_VOTRE TÂCHE_
Répondez à ces questions d'après l'extrait fourni :
(a) En quel mois le médecin autorise-t-il la reprise du travail ?
(b) Grâce à qui le dossier MDPH a-t-il été traité rapidement ?
(c) Pour quelles raisons un dossier de logement social est-il mis en place ?

_EXTRAIT FOURNI_
• • • • • • •

C’est alors que je débute mon arrêt maladie.
Au fil du temps, je sors du déni du SED, et c’est alors que de nombreux autres signes du SED se manifestent.
Je commence donc à communiquer par le biais d’associations avec d’autre SEDistes, comme on se prénomme.
Je me fais des amis, qui sont devenus très chers.

Je rencontre un parcours spécifique, prenant en charge les SEDistes pour de la rééducation.
Je poursuis ma psychothérapie.

Alors que dans mon service les idées fausses me concernant circulent, certains collègues « espionnent » et fouinent sur mon Facebook pour se transmettre des informations.
C’est alors que je change de nom, débute une psychothérapie pour faire face au SED, à son évolution mais aussi à ma situation professionnelle.

En février, le médecin m’autorise à reprendre le travail mon état étant enfin stable.
Mais il est hors de question de retourner dans mon ancien service, pour entendre dire que j’ai « de l’air dans l’os », que je suis une hypocondriaque, hystérique et fainéante.

Je consulte aussi la médecine du travail. On procède à des restrictions de poste afin de préserver ma santé.
Mais aucun poste n’est disponible.

Arrive ensuite la décision de la MDPH de me reconnaître comme personne en situation de handicap.
Malgré cela, toujours aucun poste.
Mon état se dégrade, notamment à cause de mon moral.

Mon métier me manque, et devoir rester à la maison car aucun poste n’est adapté à ma situation physique me déprime.
On me met en place un traitement anti dépresseurs, et de lourds antalgiques.

Je décide de voir une conseillère en économie sociale et familiale, qui m’aide à faire de nombreuse démarches.
C’est grâce à elle que mon dossier MDPH a été traité rapidement.
Elle se démène pour moi.
On met en place un dossier de logement social, car il m’est devenu impossible de monter 2 étages, de vivre dans 15m2 devient impossible ayant de plus en plus de matériel médical nécessaire tel que des coussins orthopédiques, du nécessaire pour faire ma rééducation à domicile.
Mon oxygène, mes différentes orthèses….

• • • • • • •

_DONNÉES FOURNIES_

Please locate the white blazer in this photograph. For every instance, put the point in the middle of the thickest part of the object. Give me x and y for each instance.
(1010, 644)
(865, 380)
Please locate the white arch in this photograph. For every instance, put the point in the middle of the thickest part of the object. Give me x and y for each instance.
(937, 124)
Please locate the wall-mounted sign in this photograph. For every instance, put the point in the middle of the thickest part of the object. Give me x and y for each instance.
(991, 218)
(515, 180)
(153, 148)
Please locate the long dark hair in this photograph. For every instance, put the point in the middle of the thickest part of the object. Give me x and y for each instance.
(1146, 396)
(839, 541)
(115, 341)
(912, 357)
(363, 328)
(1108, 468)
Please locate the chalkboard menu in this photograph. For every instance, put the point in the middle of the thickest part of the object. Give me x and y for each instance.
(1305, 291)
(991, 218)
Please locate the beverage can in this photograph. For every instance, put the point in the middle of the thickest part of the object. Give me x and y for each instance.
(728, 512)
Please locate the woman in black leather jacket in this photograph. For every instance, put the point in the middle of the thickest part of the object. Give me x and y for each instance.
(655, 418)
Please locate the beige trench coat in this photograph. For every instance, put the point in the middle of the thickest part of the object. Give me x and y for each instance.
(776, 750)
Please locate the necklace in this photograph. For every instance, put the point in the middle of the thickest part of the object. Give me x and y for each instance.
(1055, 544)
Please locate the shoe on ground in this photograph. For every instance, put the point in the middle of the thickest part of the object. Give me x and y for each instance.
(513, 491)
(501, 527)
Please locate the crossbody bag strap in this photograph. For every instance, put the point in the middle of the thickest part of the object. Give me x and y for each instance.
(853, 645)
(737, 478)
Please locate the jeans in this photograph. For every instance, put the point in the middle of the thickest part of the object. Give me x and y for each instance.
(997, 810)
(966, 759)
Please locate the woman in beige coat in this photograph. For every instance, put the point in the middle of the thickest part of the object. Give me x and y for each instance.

• • • • • • •

_RÉSULTAT_
(a) En février.
(b) Grâce à une conseillère en économie sociale et familiale.
(c) Il est devenu impossible de monter 2 étages et de vivre dans 15 m2 avec de plus en plus de matériel médical nécessaire.